** STUDY MATERIAL follows **

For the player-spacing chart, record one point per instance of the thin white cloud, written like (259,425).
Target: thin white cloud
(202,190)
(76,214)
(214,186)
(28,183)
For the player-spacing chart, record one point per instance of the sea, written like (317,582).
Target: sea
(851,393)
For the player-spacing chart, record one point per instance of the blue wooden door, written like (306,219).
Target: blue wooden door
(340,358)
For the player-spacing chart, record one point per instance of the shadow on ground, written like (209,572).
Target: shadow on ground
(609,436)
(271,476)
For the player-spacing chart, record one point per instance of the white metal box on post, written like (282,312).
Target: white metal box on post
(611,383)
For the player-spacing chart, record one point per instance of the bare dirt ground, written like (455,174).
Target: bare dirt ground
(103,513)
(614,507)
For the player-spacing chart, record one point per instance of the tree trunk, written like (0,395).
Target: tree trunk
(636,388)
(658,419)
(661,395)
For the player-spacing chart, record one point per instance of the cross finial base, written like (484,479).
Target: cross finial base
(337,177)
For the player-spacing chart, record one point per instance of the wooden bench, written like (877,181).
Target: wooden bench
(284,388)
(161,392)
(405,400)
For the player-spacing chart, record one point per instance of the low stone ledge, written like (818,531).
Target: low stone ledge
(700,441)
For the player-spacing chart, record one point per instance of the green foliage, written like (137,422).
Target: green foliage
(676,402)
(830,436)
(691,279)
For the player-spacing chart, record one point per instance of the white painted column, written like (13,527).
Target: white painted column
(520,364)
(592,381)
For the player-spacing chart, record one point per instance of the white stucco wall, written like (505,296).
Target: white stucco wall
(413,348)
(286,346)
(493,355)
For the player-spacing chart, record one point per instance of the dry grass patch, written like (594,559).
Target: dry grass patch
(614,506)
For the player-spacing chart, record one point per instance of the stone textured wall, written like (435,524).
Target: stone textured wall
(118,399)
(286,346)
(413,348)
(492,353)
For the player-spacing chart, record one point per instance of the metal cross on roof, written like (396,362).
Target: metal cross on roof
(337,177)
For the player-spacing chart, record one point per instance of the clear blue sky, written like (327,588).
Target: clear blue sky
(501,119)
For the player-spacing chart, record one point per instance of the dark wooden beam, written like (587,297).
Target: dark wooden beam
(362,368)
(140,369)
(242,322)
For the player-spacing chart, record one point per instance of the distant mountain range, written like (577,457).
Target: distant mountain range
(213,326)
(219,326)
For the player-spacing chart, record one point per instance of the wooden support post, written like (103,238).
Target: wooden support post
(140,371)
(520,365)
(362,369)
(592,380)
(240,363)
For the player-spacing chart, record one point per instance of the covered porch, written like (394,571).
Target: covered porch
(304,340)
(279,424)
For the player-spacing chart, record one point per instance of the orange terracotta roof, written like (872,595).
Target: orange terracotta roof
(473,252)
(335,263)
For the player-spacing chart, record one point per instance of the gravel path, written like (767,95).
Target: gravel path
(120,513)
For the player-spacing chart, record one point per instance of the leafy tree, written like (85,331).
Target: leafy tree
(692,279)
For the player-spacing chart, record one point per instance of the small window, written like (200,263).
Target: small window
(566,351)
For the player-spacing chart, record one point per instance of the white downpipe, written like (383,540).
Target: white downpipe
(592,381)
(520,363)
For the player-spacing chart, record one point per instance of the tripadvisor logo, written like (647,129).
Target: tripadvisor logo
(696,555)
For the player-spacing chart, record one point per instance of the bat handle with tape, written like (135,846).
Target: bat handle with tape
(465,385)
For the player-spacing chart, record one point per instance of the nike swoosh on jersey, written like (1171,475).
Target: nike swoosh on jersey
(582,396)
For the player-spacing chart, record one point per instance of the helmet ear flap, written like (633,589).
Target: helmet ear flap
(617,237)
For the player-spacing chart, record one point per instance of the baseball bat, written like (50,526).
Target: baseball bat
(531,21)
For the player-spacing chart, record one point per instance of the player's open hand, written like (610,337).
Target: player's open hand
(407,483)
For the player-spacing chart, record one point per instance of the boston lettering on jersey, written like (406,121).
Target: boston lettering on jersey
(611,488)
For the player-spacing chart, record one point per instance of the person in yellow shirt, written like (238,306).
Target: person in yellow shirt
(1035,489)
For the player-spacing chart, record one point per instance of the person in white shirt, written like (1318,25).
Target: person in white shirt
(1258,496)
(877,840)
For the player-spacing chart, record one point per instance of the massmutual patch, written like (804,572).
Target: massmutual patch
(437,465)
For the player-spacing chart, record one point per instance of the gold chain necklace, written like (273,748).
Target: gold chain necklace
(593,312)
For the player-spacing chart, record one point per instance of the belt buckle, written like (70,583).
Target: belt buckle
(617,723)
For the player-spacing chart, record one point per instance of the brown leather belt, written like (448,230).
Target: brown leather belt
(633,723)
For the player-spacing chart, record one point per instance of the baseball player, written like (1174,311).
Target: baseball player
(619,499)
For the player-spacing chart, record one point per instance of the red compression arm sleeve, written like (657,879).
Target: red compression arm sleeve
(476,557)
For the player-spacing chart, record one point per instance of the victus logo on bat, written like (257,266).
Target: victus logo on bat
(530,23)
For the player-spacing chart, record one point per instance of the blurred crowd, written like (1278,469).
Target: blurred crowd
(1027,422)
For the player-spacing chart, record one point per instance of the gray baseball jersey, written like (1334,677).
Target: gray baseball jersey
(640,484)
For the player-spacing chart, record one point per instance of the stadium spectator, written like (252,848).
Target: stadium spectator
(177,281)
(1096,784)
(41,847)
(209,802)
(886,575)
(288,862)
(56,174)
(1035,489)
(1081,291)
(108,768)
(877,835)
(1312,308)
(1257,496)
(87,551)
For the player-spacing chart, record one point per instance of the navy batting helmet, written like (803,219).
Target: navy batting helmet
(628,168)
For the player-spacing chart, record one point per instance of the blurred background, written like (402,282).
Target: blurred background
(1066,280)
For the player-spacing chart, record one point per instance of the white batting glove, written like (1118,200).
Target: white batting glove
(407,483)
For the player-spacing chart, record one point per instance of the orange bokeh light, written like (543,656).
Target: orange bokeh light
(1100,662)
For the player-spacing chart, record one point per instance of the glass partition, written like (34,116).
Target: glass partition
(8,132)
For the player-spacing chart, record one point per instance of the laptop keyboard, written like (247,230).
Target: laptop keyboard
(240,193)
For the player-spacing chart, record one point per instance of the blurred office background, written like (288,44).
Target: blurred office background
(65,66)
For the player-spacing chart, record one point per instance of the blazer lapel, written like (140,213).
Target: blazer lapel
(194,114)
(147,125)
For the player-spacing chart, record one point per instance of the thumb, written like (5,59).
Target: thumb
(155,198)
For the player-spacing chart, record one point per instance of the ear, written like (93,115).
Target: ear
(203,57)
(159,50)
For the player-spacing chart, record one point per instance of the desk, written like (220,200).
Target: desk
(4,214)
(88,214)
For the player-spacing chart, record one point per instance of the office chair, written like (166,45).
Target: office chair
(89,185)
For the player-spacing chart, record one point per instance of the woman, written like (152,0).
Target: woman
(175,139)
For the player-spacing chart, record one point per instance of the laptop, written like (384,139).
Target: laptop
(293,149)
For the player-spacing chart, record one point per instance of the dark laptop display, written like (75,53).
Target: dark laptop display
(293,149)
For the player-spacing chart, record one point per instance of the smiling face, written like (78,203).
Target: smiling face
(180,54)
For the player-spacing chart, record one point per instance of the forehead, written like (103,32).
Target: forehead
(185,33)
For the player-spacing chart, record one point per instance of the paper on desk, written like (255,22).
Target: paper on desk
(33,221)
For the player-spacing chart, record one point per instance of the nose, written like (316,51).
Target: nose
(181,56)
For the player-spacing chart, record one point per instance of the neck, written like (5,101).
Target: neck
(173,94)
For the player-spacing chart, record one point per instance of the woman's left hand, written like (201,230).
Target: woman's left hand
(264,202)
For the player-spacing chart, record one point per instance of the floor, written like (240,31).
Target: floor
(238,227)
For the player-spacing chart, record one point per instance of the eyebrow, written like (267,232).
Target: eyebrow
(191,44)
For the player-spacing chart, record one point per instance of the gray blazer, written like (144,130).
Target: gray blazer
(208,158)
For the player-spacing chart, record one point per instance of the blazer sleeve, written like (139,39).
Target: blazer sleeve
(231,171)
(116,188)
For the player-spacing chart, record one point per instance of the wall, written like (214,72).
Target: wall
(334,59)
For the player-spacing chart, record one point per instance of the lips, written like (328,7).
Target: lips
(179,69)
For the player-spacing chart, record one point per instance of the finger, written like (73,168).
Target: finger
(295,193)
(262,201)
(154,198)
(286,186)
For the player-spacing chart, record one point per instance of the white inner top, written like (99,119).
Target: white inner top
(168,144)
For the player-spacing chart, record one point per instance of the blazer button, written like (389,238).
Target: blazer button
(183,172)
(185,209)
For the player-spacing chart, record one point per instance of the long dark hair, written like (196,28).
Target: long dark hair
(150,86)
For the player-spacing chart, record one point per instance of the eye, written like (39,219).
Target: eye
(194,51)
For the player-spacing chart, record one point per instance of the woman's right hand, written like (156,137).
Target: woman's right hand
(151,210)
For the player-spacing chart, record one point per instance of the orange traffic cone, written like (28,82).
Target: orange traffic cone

** End of STUDY MATERIAL **

REQUIRED WORK
Given the data above, transcribe exactly the lines from the one containing "Target: red compression arm sleeve" down to the one containing "written like (1278,469).", and no others.

RESULT
Target: red compression arm sleeve
(476,557)
For the player-spacing chart, record one point per instance of the victus logo on bat, written like (257,266).
Target: victus logo on bat
(530,23)
For the player-spacing chart, record one point per instance of the blurred crowd, written like (1278,469).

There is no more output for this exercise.